━━━ Extract provided
Infants were randomly assigned to either the word or gesture condition. The experimental procedure was identical in the two conditions, with the exception of the type of novel label employed by the experimenter. Infants completed four trials with each pair of objects including two target trials (in which the experimenter asked the infant to choose the referent of a novel label) and two preference control trials. Because there were three sets, infants completed a total of twelve trials, including six target and six control trials.

Infants either sat on a booster seat or on their parents’ laps across a table from the experimenter. The experimental procedure included a familiarization phase followed by a test phase for each set of objects.

Familiarization Phase

For each set, the experimenter presented the pair of objects simultaneously and encouraged infants to explore the two objects. The goal of the familiarization phase was to reduce the novelty of the novel object (Graham, Turner, & Henderson, 2005) thus reducing the likelihood of infants choosing the novel object due to an overall novelty preference (Horst, Samuelson, Kucker, & McMurray, 2011; Merriman & Schuster, 1991). The experimenter ensured that infants directed their attention to each object1. After approximately 30s, the experimenter removed the two objects from infants’ reach.
━━━━━━
━━━ Provided data
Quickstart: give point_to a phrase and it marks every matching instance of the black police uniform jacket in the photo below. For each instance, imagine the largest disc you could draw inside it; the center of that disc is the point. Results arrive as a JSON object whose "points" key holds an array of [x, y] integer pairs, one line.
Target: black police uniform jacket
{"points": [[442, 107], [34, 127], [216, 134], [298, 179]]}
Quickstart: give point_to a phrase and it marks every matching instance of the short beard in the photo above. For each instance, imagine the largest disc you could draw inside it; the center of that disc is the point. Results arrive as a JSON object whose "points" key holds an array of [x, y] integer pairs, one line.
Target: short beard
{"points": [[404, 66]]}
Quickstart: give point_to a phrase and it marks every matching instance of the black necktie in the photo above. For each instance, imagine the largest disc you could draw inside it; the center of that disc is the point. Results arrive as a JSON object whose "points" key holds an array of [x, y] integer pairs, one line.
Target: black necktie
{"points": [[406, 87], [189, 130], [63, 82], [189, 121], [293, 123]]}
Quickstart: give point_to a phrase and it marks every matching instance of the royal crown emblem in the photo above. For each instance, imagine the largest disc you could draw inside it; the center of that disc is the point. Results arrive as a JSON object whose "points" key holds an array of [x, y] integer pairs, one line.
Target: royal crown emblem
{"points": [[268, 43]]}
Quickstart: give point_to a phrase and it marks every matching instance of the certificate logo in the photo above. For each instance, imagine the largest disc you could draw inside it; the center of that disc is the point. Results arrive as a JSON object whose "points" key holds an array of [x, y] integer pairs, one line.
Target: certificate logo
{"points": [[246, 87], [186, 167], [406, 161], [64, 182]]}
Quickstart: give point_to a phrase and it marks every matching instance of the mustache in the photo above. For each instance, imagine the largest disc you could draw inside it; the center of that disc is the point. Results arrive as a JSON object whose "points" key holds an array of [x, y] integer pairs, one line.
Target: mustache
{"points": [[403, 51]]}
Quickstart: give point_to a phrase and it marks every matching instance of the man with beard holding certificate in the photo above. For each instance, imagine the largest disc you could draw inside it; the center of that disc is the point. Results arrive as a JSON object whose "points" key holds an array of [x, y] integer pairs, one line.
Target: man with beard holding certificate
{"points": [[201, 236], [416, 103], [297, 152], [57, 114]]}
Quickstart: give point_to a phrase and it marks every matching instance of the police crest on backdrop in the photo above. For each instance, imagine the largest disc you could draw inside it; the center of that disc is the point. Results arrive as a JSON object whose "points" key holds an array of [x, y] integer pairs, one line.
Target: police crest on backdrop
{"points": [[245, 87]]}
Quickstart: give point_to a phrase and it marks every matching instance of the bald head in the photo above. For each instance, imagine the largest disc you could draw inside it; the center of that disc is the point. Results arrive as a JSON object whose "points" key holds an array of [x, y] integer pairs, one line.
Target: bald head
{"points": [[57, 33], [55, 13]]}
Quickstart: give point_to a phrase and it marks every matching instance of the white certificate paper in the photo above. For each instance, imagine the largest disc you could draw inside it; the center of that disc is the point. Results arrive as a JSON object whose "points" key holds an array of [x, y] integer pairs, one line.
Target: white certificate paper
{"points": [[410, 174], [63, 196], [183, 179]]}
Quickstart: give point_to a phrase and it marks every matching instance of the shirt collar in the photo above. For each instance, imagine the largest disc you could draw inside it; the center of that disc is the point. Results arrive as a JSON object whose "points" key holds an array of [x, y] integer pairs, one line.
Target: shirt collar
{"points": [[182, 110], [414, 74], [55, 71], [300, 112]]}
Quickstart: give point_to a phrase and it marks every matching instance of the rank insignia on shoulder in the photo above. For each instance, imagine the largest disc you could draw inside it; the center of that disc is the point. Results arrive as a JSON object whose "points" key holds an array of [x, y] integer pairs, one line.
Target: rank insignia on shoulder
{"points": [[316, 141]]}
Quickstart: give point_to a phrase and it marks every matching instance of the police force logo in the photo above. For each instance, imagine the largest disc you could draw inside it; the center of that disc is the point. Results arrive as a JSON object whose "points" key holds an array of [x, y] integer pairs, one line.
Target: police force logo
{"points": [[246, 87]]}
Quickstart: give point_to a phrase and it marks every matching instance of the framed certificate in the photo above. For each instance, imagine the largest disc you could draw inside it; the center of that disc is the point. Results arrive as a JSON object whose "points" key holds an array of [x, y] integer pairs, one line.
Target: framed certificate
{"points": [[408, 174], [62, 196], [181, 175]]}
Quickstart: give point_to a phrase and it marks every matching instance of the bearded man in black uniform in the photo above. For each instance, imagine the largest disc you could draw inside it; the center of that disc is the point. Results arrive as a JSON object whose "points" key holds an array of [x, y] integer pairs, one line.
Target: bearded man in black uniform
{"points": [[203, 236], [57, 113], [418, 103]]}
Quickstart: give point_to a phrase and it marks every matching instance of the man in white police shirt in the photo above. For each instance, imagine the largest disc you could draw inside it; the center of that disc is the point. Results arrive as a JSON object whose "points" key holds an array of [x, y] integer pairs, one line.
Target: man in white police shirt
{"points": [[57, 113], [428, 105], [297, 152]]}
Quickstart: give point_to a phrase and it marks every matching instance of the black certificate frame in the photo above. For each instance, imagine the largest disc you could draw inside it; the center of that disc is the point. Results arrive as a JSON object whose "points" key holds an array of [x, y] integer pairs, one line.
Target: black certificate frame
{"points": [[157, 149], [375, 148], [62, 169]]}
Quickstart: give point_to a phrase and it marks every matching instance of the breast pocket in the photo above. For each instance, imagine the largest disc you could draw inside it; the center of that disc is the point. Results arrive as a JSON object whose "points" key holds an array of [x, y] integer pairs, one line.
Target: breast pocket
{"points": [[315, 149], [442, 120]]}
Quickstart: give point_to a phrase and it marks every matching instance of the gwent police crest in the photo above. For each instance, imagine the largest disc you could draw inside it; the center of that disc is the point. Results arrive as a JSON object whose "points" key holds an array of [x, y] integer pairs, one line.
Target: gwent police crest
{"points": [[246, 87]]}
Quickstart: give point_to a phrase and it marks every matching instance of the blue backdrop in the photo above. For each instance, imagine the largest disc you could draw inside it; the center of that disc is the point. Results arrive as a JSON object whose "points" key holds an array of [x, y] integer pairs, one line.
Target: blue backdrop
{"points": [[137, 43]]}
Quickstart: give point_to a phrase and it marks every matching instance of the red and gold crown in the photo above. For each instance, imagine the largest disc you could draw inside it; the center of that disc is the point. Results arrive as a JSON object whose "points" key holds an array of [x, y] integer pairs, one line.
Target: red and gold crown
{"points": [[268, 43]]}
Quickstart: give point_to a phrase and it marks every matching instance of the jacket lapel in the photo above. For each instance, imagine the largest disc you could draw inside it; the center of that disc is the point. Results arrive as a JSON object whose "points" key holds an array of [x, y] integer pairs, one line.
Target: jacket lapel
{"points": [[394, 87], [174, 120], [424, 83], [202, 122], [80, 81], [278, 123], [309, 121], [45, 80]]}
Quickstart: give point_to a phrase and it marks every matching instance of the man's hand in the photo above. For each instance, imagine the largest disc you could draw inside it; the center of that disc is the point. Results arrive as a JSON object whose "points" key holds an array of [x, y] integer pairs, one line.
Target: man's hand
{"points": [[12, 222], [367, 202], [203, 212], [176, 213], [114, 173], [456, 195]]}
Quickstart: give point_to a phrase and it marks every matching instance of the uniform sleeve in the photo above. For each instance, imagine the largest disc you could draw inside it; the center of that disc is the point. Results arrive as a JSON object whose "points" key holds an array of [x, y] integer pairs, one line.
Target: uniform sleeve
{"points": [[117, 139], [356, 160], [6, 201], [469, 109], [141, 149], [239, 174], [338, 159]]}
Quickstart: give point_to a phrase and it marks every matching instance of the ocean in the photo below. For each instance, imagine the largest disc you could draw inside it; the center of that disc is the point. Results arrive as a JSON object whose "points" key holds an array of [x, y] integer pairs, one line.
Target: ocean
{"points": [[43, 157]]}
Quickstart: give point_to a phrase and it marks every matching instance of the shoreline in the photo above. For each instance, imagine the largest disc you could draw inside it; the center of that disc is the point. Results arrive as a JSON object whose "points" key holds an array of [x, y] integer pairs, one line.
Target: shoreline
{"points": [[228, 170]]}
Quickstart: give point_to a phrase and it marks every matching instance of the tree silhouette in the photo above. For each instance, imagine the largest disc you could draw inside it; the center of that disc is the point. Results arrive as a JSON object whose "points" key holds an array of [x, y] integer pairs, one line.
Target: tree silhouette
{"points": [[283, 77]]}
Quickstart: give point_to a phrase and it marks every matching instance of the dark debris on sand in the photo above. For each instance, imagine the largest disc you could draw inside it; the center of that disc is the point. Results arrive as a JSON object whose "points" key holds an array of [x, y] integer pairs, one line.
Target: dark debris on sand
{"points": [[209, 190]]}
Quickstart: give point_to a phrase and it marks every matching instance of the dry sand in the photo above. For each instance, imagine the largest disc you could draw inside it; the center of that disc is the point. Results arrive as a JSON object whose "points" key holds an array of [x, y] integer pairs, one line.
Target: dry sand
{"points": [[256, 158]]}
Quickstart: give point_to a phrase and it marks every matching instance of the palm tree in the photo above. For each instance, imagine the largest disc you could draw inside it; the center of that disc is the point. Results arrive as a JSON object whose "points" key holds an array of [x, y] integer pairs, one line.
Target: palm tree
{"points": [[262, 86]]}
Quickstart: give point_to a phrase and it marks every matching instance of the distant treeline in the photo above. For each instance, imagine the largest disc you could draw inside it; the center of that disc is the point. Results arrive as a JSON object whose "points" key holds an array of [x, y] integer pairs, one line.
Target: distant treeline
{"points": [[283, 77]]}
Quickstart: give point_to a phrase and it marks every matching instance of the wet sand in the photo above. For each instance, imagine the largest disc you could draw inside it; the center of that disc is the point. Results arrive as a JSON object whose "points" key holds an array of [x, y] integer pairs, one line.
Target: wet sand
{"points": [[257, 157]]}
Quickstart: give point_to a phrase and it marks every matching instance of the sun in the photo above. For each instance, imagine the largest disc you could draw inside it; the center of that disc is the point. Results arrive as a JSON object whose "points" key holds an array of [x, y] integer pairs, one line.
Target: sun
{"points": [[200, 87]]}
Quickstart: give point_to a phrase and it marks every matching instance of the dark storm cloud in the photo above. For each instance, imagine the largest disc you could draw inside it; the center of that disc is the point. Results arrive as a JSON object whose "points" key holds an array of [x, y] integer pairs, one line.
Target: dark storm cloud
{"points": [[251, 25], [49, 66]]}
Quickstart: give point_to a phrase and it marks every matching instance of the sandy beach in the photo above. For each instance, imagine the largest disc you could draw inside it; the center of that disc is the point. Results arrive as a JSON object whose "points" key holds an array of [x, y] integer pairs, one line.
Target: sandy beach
━━━━━━
◆ To be done:
**a.** In the infant study excerpt, condense the paragraph beginning "Infants were randomly assigned" into a bulleted list that keeps its main facts.
**b.** According to the infant study excerpt, after roughly how long did the experimenter take the two objects out of the infants' reach during familiarization?
**c.** Carry on with the infant study excerpt, writing onward from the point at which it stops.

◆ Answers to the exercise:
**a.**
- Infants were randomly assigned to a word condition or a gesture condition.
- The procedure was the same in both conditions except for the type of novel label the experimenter used.
- Each pair of objects involved four trials: two target trials, in which infants chose the referent of a novel label, and two preference control trials.
- With three sets, each infant completed twelve trials: six target and six control.

**b.** After approximately 30 seconds.

**c.**
Test Phase

The test phase included two target trials and two control trials for each set. In the target trials, the experimenter asked infants to select one of the objects using a novel label, either word or gesture, depending on the condition: saying, for example, “Which one can you get? Blicket/[Gesture]! Can you get it? Blicket/[Gesture]!” Following the second production of the label, the experimenter advanced the objects within the infants’ reach, one on each side and equidistant from the infants’ midline2. While eliciting the choice, the experimenter’s gaze was directed at the infant’s face. The labels were introduced in syntactic isolation to avoid syntactic cueing. On control trials, the experimenter elicited a choice by saying, “Which one can you get? Can you get one?” Infants were given neutral feedback (e.g., “Thank You”) regardless of which object they chose. Trials were blocked by type, but order of presentation of target and control trials was consistent across sets for each infant and counterbalanced across infants. After completing the familiarization and test phases for the first set of objects, the procedure was repeated for the second and third sets.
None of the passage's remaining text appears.